◆ **TASK INSTRUCTIONS**: Copy, unchanged, the stretch of the repository page from "# rknn-llm **Repository" through "RKLLM C API.".

◆ **TEXT**:
Start of Block

# rknn-llm **Repository Path**: l6yang/rknn-llm ## Basic Information - **Project Name**: rknn-llm - **Description**: RKLLM SDK可以帮助用户快速将大语言模型部署到ROC-RK3588-RT上 - **Primary Language**: Unknown - **License**: MIT - **Default Branch**: main - **Homepage**: None - **GVP Project**: No ## Statistics - **Stars**: 0 - **Forks**: 0 - **Created**: 2026-02-09 - **Last Updated**: 2026-02-09 ## Categories & Tags **Categories**: Uncategorized **Tags**: None ## README # Description RKLLM software stack can help users to quickly deploy AI models to Rockchip chips. The overall framework is as follows:
In order to use RKNPU, users need to first run the RKLLM-Toolkit tool on the computer, convert the trained model into an RKLLM format model, and then inference on the development board using the RKLLM C API.
- RKLLM-Toolkit is a software development kit for users to perform model conversionand quantization on PC.

End of Block

◆ **RECORDS PROVIDED**:
Start of Block

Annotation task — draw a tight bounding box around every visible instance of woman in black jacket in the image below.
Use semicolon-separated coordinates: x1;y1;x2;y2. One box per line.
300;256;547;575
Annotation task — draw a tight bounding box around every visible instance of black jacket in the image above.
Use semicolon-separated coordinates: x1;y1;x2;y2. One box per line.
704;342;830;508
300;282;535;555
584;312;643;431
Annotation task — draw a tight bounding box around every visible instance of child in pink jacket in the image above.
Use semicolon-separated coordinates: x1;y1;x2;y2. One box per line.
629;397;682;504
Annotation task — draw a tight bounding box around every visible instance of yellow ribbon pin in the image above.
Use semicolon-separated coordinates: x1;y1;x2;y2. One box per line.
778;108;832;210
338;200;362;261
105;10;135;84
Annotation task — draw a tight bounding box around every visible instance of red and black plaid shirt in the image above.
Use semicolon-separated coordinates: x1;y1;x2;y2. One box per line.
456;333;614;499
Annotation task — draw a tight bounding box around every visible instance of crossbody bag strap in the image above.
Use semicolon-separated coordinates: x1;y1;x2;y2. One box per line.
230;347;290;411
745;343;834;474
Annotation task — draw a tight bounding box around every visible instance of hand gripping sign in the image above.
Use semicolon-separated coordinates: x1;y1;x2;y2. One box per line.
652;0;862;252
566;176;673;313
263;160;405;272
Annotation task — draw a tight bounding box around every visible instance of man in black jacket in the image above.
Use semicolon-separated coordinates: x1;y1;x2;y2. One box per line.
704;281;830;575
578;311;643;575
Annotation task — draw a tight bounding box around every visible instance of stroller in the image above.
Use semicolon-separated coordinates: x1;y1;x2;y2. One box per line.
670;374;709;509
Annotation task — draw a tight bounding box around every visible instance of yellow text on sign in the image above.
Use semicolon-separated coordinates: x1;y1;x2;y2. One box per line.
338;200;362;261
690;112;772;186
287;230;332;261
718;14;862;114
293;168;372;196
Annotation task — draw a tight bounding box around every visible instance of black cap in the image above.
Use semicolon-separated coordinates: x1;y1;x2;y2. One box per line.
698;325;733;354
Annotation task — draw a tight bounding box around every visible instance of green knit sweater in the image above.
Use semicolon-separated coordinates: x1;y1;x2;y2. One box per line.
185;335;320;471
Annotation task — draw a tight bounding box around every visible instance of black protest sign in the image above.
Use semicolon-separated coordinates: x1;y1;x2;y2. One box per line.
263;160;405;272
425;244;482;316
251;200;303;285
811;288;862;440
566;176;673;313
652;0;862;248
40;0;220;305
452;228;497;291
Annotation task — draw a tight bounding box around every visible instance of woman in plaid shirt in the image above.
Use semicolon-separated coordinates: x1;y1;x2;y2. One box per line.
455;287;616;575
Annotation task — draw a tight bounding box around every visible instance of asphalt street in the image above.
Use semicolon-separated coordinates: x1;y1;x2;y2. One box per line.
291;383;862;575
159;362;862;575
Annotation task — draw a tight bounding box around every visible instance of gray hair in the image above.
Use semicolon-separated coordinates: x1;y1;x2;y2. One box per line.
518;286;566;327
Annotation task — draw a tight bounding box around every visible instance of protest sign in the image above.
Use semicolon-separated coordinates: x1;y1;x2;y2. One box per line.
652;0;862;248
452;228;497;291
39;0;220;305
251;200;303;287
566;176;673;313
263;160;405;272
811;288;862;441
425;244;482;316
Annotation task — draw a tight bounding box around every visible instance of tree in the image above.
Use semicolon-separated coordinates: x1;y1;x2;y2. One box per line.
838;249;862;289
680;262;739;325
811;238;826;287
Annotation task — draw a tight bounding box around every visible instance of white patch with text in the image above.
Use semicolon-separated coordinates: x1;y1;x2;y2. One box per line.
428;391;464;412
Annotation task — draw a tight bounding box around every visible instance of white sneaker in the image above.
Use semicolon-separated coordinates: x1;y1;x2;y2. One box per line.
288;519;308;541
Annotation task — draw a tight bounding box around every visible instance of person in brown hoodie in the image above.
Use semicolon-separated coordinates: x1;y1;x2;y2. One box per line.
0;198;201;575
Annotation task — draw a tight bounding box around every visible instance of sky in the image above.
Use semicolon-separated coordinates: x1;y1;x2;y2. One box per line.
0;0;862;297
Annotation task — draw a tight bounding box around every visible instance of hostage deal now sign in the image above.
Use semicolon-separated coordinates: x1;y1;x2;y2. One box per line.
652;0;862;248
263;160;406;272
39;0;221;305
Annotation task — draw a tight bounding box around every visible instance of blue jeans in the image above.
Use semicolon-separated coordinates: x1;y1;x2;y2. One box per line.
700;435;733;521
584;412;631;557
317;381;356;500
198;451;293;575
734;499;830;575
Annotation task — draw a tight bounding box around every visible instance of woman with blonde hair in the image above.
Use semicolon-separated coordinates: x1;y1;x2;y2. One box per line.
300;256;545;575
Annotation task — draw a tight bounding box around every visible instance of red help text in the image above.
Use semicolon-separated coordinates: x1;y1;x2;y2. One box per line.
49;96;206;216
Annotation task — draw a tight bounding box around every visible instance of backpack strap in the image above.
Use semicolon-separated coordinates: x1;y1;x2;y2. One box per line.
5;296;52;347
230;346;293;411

End of Block

◆ **RESPONSE BOX**:
# rknn-llm **Repository Path**: l6yang/rknn-llm ## Basic Information - **Project Name**: rknn-llm - **Description**: RKLLM SDK可以帮助用户快速将大语言模型部署到ROC-RK3588-RT上 - **Primary Language**: Unknown - **License**: MIT - **Default Branch**: main - **Homepage**: None - **GVP Project**: No ## Statistics - **Stars**: 0 - **Forks**: 0 - **Created**: 2026-02-09 - **Last Updated**: 2026-02-09 ## Categories & Tags **Categories**: Uncategorized **Tags**: None ## README # Description RKLLM software stack can help users to quickly deploy AI models to Rockchip chips. The overall framework is as follows:
In order to use RKNPU, users need to first run the RKLLM-Toolkit tool on the computer, convert the trained model into an RKLLM format model, and then inference on the development board using the RKLLM C API.